- INSTRUCTIONS TO FOLLOW
Copy out the following lines word for word, keeping their order and punctuation unchanged.

- DATA EXCERPTS
# # # #

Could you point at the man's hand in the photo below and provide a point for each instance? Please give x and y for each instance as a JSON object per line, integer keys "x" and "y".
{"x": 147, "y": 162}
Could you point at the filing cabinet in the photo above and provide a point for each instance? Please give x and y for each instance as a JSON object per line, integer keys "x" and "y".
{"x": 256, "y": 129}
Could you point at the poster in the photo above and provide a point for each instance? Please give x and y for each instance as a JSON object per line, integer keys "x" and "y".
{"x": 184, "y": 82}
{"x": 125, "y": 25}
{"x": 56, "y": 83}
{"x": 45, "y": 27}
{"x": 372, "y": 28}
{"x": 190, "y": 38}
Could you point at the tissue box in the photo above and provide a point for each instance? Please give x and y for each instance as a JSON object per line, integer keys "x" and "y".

# # # #

- TASK RESULT
Could you point at the man's hand in the photo below and provide a point for each instance? Please give x and y for each instance as a JSON object per line, integer keys "x" and "y".
{"x": 147, "y": 162}
Could you point at the filing cabinet in the photo above and provide a point for each instance? Please give x and y for each instance as a JSON object per line, integer keys "x" and "y".
{"x": 256, "y": 129}
Could you point at the poster in the photo above and provide a point for each instance? Please give x and y for each instance as a JSON object per line, integer keys "x" and "y".
{"x": 184, "y": 82}
{"x": 125, "y": 25}
{"x": 56, "y": 83}
{"x": 45, "y": 27}
{"x": 372, "y": 28}
{"x": 190, "y": 38}
Could you point at the tissue box in the photo above and provide a point for each instance? Please give x and y for each instance as a JSON object per line, integer keys "x" and "y".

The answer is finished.